Given data:
▶
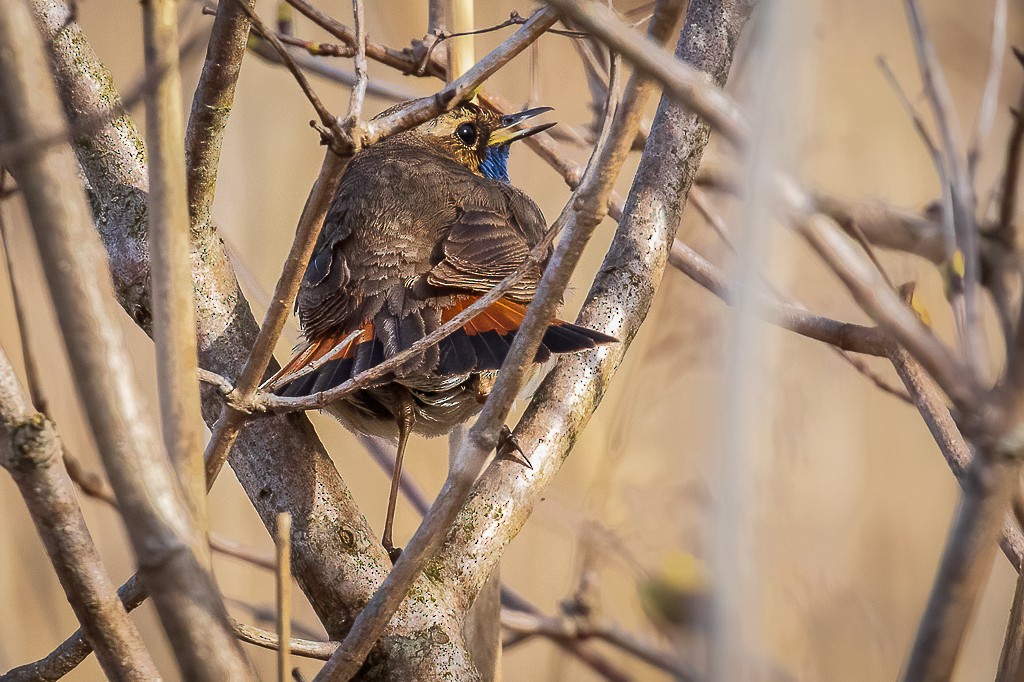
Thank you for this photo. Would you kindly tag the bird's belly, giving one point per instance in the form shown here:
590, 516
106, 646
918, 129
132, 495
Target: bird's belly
440, 402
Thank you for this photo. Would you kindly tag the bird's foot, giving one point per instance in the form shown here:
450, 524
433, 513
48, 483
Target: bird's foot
392, 551
507, 443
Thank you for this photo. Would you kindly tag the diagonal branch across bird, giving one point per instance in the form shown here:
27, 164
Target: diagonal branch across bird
421, 225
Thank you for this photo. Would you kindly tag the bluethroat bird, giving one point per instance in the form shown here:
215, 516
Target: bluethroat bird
422, 224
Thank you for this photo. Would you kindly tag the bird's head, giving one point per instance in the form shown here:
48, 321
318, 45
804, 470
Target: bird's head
480, 139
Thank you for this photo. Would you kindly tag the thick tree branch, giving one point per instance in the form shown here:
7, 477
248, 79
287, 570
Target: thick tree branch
164, 541
279, 461
32, 452
617, 304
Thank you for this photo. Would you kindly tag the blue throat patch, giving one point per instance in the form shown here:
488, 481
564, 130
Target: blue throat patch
496, 163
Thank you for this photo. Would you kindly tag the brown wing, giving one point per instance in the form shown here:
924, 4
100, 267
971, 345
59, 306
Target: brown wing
483, 247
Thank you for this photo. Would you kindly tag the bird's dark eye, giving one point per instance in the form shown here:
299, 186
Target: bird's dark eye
467, 133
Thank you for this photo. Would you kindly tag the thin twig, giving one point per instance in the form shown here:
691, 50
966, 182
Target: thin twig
283, 542
560, 629
32, 452
590, 202
1011, 175
328, 120
962, 198
955, 451
359, 89
77, 272
377, 88
230, 420
268, 640
229, 423
173, 299
990, 94
211, 107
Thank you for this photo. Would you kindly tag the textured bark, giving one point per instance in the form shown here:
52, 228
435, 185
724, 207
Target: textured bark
279, 461
617, 304
165, 543
32, 452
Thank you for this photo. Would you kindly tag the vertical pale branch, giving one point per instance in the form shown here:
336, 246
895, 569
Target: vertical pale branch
460, 50
590, 209
283, 547
157, 519
32, 452
932, 406
967, 561
359, 67
1012, 657
211, 105
173, 301
279, 461
735, 613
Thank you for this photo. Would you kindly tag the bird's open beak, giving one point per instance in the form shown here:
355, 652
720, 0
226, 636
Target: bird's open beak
506, 133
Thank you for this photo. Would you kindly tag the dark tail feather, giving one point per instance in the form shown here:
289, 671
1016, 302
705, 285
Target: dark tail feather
482, 344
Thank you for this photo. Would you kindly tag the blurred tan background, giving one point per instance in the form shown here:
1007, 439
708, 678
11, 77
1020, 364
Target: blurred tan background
852, 500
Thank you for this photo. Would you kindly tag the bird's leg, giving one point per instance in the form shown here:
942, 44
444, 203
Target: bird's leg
406, 417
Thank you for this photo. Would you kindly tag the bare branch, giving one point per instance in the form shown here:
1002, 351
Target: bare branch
990, 94
681, 80
74, 649
590, 205
311, 65
568, 629
958, 188
506, 495
283, 542
228, 425
31, 451
268, 640
212, 104
328, 120
158, 522
846, 336
359, 89
278, 460
1012, 655
954, 449
1008, 199
967, 561
173, 300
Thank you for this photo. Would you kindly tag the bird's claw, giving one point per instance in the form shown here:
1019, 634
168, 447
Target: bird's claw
507, 443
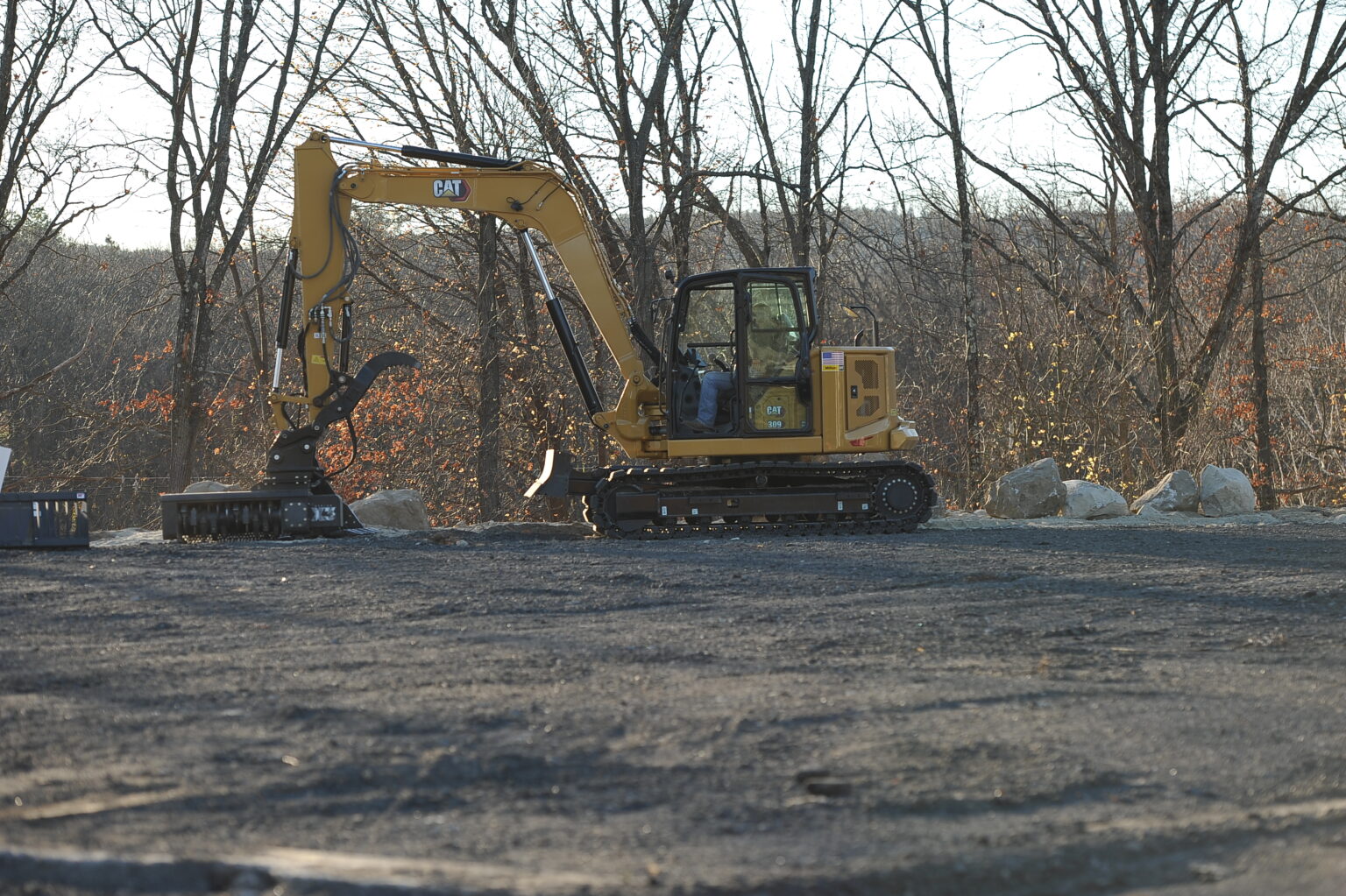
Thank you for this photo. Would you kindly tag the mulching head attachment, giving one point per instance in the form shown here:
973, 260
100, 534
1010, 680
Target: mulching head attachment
294, 499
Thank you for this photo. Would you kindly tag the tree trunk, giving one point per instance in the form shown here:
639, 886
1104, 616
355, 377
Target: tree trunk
489, 365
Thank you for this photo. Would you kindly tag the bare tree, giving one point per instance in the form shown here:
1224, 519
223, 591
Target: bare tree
218, 69
929, 25
52, 173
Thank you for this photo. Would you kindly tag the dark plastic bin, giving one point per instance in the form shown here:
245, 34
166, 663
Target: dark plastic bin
43, 519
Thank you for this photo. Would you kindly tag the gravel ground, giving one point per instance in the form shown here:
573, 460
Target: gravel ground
1029, 709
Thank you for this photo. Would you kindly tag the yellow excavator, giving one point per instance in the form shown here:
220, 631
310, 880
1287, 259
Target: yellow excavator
733, 424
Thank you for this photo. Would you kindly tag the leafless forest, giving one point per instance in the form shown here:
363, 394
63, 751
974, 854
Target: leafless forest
1159, 283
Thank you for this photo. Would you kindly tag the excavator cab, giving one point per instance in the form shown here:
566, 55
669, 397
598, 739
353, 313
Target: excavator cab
736, 363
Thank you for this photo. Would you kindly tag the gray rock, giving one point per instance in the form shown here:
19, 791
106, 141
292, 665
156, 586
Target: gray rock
209, 484
396, 509
1175, 491
1029, 492
1225, 491
1090, 501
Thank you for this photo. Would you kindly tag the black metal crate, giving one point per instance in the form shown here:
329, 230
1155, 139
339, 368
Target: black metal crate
45, 519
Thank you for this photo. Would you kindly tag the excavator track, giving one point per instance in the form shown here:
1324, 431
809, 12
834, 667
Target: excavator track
761, 497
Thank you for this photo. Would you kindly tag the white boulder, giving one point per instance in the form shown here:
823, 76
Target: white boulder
1090, 501
1175, 491
1027, 492
1225, 491
396, 509
209, 486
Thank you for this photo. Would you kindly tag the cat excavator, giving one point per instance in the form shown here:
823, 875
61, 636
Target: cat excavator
740, 420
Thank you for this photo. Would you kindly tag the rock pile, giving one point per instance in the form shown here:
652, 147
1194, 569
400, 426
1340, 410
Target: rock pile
396, 509
1027, 492
1037, 491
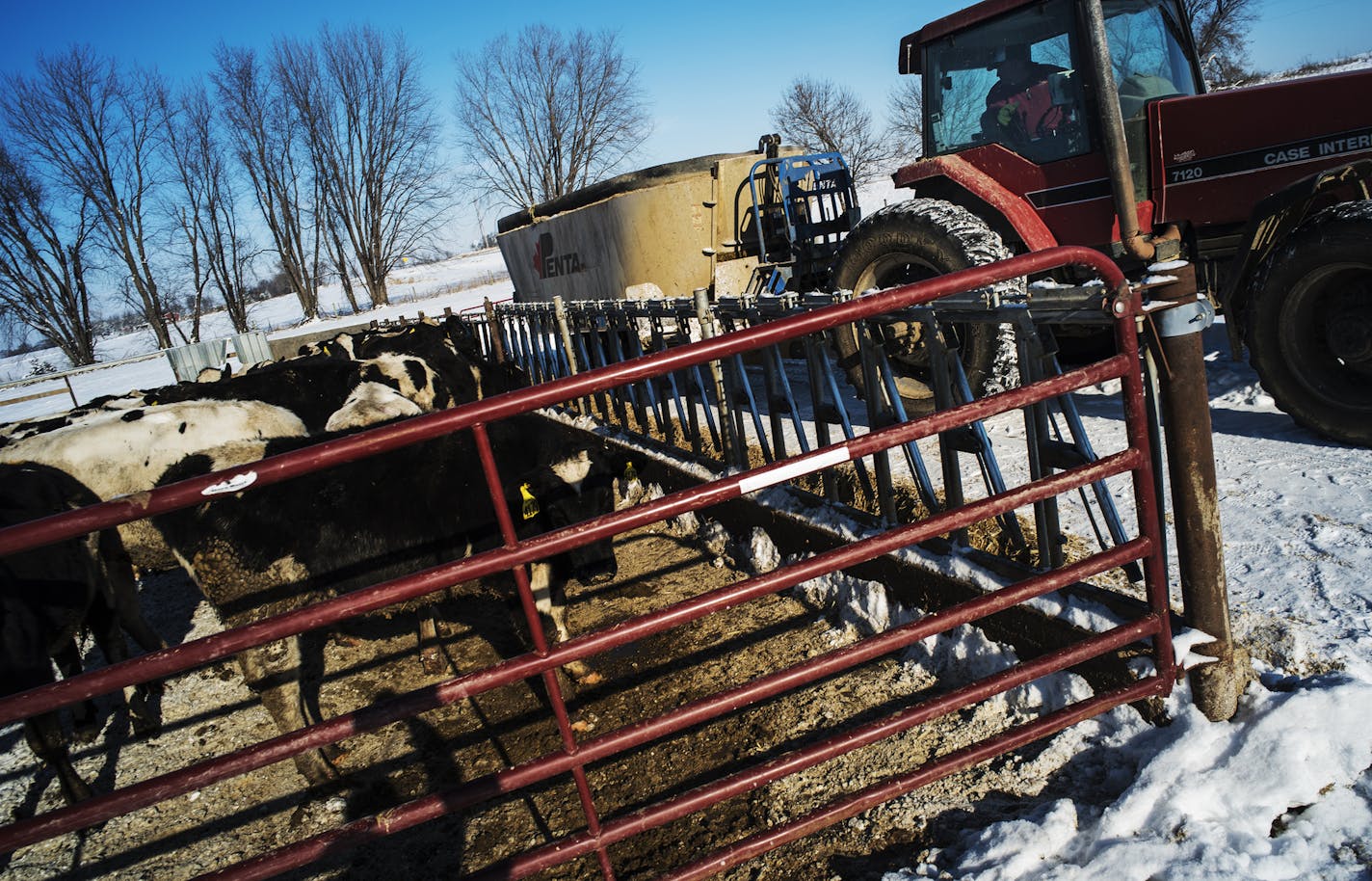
◀
Instructions for the task: Count how many lines in the entries contain the word "open", matching case exactly, and give only that number.

Answer to this problem: 2